Change each "Target" in the data below to "Query" and write out every line again with nothing else altered.

(Coordinate annotation data)
<<<<

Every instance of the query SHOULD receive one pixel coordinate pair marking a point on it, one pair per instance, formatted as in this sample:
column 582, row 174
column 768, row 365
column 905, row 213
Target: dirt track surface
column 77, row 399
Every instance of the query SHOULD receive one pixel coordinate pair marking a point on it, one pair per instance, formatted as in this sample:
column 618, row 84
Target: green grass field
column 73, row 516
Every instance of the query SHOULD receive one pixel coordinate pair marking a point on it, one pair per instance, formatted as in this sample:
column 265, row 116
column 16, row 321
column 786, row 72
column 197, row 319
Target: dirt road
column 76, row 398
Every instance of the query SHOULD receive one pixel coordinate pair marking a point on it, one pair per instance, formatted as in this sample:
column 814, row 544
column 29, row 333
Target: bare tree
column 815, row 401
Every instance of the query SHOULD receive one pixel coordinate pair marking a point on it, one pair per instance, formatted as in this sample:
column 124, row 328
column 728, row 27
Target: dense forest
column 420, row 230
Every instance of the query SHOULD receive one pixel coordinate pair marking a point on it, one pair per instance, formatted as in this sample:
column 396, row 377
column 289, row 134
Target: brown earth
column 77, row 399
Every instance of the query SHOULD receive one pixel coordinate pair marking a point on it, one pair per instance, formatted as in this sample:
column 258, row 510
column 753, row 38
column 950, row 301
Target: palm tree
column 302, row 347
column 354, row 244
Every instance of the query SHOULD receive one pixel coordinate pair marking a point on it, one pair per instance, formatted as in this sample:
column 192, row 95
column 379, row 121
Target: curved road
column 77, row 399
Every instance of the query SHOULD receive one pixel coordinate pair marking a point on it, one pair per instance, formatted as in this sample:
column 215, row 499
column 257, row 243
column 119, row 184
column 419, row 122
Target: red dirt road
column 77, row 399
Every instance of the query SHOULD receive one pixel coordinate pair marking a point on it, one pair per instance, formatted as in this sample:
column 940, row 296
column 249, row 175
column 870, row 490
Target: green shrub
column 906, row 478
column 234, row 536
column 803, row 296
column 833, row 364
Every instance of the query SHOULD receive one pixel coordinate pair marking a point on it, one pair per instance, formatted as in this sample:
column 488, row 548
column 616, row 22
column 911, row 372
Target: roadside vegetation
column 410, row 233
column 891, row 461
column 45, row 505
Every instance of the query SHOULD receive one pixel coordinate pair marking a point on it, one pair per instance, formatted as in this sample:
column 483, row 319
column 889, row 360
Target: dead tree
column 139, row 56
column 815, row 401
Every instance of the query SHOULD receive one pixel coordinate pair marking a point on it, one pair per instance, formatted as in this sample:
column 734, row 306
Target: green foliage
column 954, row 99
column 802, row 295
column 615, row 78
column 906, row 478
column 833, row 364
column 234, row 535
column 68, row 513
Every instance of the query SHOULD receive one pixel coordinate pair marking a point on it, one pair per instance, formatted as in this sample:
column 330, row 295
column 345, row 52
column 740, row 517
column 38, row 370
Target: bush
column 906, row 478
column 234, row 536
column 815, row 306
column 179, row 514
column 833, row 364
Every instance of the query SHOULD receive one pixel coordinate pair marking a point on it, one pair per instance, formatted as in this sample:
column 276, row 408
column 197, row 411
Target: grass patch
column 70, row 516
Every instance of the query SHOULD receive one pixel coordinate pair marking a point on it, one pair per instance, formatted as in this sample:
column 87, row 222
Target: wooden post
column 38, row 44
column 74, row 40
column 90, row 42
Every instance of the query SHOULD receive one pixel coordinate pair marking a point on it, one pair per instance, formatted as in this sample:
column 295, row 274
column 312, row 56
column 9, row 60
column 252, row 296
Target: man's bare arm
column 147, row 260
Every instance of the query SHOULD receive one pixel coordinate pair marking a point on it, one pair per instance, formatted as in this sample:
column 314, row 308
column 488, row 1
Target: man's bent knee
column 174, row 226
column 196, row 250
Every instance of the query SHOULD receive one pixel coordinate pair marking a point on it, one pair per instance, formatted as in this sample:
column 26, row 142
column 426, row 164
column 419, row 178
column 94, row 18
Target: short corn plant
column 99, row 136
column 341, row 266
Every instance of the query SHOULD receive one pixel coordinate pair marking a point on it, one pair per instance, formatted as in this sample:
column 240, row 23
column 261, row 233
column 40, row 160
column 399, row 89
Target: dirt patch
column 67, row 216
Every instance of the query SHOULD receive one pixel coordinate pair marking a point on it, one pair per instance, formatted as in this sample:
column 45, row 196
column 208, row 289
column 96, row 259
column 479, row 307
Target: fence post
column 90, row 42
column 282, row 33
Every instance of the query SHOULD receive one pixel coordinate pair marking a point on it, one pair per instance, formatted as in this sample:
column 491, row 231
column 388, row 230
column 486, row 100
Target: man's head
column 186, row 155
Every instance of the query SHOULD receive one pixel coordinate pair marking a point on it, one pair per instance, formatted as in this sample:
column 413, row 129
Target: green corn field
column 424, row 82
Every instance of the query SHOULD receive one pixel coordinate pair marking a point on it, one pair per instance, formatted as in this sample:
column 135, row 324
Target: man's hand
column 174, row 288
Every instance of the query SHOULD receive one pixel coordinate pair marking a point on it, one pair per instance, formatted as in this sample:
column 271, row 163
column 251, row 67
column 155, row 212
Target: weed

>>>>

§ **Solution for this exercise**
Every instance of the query SHOULD receive one pixel coordinate pair marking a point on it, one pair per instance, formatted as in this sample:
column 582, row 174
column 768, row 365
column 905, row 213
Query: dirt track surface
column 77, row 399
Every instance of the query SHOULD receive one pixel coordinate pair marking a point on it, one pair per instance, formatted as in this sample:
column 618, row 84
Query: green grass field
column 73, row 516
Every instance of the query SHOULD receive one pixel coordinate pair marking a point on it, one pair per instance, formatted as in this sample:
column 265, row 116
column 16, row 321
column 786, row 72
column 197, row 319
Query: dirt road
column 76, row 398
Every instance of the query SHOULD receive one pixel coordinate pair marking a point on it, one pair per instance, formatted as in this sample:
column 814, row 544
column 29, row 333
Query: bare tree
column 815, row 401
Every instance of the query SHOULD receive one pixel coordinate pair marking a point on it, one pair per instance, formatted as in this sample:
column 124, row 328
column 728, row 27
Query: dense forest
column 420, row 230
Every instance of the query SHOULD receive one pixel coordinate pair marking a point on it, one pair per instance, formatted as in this sample:
column 396, row 377
column 289, row 134
Query: brown earth
column 77, row 399
Every instance of the query SHOULD receive one pixel coordinate pair marking a point on it, one pair per instance, formatted as in this sample:
column 258, row 510
column 753, row 38
column 950, row 301
Query: palm tree
column 302, row 347
column 354, row 244
Every instance of the query SHOULD receive one pixel coordinate pair marking a point on it, one pair per instance, formatted as in this sample:
column 192, row 95
column 379, row 121
Query: curved road
column 77, row 399
Every instance of the query SHOULD receive one pixel coordinate pair marking a point on it, one pair per instance, formatted as in this sample:
column 215, row 499
column 257, row 243
column 119, row 184
column 419, row 122
Query: red dirt road
column 77, row 399
Every instance of the query SHOULD receive one pixel coordinate pair marking a point on it, one pair per instance, formatted as in this sample:
column 940, row 296
column 249, row 175
column 870, row 490
Query: green shrub
column 906, row 478
column 234, row 536
column 803, row 296
column 833, row 364
Every instance of the query SHOULD receive one pixel coordinate pair marking a point on it, one pair per instance, formatted as in this sample:
column 488, row 548
column 616, row 22
column 911, row 372
Query: roadside vegetation
column 410, row 233
column 891, row 461
column 45, row 505
Every instance of the query SHOULD receive one pixel coordinate pair marking a point on it, one pair per instance, formatted as in this sample:
column 483, row 319
column 889, row 360
Query: dead tree
column 139, row 56
column 815, row 401
Every instance of the query SHOULD receive one pixel coordinate pair marking a point on it, one pair per instance, formatted as in this sample:
column 734, row 306
Query: green foliage
column 954, row 99
column 802, row 295
column 615, row 78
column 906, row 478
column 833, row 364
column 234, row 535
column 68, row 513
Every instance of the query SHOULD receive one pixel coordinate pair marking a point on it, one pair per instance, formatted as in this sample:
column 330, row 295
column 345, row 52
column 740, row 517
column 38, row 370
Query: bush
column 906, row 478
column 234, row 536
column 815, row 306
column 179, row 514
column 833, row 364
Every instance of the query SHOULD receive one pixel coordinate pair marking a point on it, one pair per instance, formatted as in this sample:
column 276, row 408
column 197, row 411
Query: grass patch
column 70, row 516
Every instance of the query SHOULD receive one pixel coordinate pair marking a point on it, one pair per instance, formatted as in this sample:
column 87, row 222
Query: wooden post
column 38, row 44
column 74, row 40
column 90, row 42
Every instance of the query SHOULD receive one pixel coordinate pair marking a point on it, one pair per instance, formatted as in this sample:
column 295, row 274
column 312, row 56
column 9, row 60
column 252, row 296
Query: man's bare arm
column 147, row 260
Every instance of the query SHOULD receive one pixel coordinate pair marking a point on it, one pair per instance, formatted as in this sample:
column 314, row 308
column 488, row 1
Query: man's bent knee
column 174, row 226
column 196, row 250
Every instance of the query SHOULD receive one pixel coordinate pair marking a point on it, one pair per instance, formatted as in this sample:
column 26, row 142
column 426, row 164
column 419, row 178
column 94, row 18
Query: short corn plant
column 99, row 136
column 341, row 266
Every instance of the query SHOULD receive one pixel coordinate pair marking a point on it, one pair per instance, formatted as in this sample:
column 240, row 23
column 261, row 233
column 40, row 160
column 399, row 89
Query: dirt patch
column 67, row 216
Every instance of the query SHOULD receive one pixel coordinate pair marking a point on it, one pair per instance, formatted as in this sample:
column 45, row 196
column 208, row 289
column 96, row 259
column 479, row 307
Query: fence post
column 90, row 42
column 282, row 33
Every instance of the query SHOULD receive one pixel coordinate pair marking a point on it, one pair per instance, formatted as in this sample:
column 491, row 231
column 388, row 230
column 486, row 100
Query: man's head
column 186, row 155
Every instance of the query SHOULD receive one pixel coordinate pair marking a point on it, one pair per instance, formatted as in this sample:
column 413, row 129
Query: green corn field
column 424, row 82
Every instance of the query SHOULD receive one pixel coordinate pair marking a point on it, one pair per instance, formatted as in this sample:
column 135, row 324
Query: man's hand
column 174, row 288
Every instance of the query SHOULD receive one pixel coordinate pair marking a point on it, one pair per instance, formatted as in this sample:
column 271, row 163
column 251, row 67
column 155, row 212
Query: weed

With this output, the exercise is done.